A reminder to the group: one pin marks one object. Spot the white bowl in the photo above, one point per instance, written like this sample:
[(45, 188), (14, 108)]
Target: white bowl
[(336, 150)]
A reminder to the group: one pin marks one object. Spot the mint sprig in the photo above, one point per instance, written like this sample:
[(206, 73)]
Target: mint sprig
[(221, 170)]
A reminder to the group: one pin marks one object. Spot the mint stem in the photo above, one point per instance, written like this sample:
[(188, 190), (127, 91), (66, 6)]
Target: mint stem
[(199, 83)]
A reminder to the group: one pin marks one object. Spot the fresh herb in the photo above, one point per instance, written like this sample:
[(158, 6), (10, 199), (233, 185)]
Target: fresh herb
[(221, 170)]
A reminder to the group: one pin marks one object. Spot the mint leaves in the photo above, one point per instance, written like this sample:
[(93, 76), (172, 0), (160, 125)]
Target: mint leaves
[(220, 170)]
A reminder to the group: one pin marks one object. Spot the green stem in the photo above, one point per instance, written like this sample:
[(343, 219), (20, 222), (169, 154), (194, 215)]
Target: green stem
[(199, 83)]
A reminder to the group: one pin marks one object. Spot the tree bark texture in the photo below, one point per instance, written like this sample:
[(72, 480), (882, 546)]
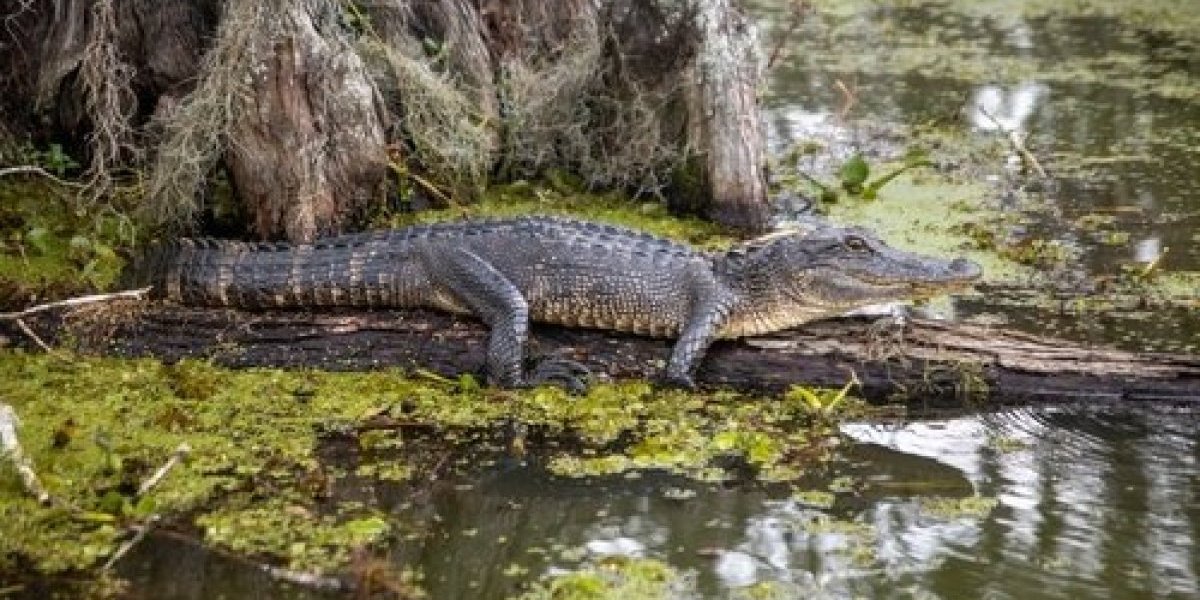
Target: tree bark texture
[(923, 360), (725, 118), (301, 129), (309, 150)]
==
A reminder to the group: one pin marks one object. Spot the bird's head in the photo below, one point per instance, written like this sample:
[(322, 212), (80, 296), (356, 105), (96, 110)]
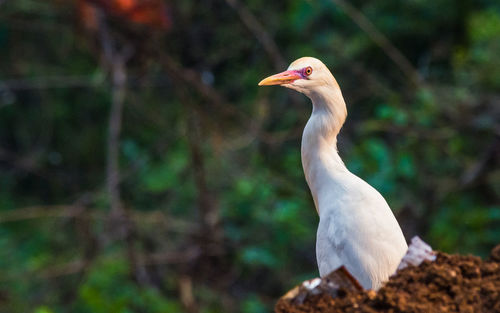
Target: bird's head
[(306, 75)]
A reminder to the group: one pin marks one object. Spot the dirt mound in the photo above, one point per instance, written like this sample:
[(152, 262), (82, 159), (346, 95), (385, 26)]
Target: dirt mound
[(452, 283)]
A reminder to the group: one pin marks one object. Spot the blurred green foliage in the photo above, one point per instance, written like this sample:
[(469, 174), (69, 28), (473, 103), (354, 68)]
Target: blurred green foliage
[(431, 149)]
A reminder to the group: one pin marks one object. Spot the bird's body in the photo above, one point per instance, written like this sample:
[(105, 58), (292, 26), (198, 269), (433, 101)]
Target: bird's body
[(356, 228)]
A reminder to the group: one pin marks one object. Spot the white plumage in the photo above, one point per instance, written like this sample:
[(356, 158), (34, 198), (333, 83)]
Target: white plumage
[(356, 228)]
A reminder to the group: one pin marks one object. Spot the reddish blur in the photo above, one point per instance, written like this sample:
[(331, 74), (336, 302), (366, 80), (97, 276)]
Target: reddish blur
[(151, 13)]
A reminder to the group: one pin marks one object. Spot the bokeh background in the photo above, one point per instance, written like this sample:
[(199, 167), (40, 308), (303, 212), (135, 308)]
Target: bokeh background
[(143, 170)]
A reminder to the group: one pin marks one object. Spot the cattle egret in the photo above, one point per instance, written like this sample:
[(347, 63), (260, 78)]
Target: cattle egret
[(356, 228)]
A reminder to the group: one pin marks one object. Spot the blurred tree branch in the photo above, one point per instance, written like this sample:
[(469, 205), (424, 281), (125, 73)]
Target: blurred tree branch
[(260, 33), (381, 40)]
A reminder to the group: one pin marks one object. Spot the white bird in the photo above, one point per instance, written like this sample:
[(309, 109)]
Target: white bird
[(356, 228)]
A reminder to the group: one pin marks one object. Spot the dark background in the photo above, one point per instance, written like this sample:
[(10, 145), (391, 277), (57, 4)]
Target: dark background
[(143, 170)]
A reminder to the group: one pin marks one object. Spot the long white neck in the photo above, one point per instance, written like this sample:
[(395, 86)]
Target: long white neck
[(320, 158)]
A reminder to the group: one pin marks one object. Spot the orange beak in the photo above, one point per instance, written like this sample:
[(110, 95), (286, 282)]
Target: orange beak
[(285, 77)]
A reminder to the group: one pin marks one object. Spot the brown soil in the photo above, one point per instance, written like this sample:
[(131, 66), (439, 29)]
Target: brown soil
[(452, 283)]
==
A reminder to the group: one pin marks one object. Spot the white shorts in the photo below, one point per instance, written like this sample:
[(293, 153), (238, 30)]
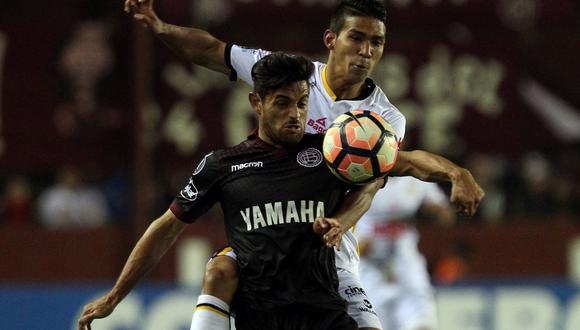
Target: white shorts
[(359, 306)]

*Problem requirements*
Copy out only the lines of the records above from the one with "[(356, 158), (34, 198), (333, 83)]" through the one with "[(199, 167), (40, 308), (303, 212), (135, 308)]", exactly as they stand, both included.

*Completed exercise*
[(356, 158), (34, 198), (333, 83)]
Target: white plumage
[(356, 228)]
A reminder to the group: one pin marks one object. Spot the reddish blur in the photo above, one point per instance, written like this sample:
[(331, 74), (336, 302), (366, 80), (97, 276)]
Target: reddish blur
[(151, 13)]
A reminder to the group: one pin marks one object. Spot the bokeh background in the photo above, one point per instance, written like this sample:
[(199, 167), (40, 308), (303, 212), (135, 308)]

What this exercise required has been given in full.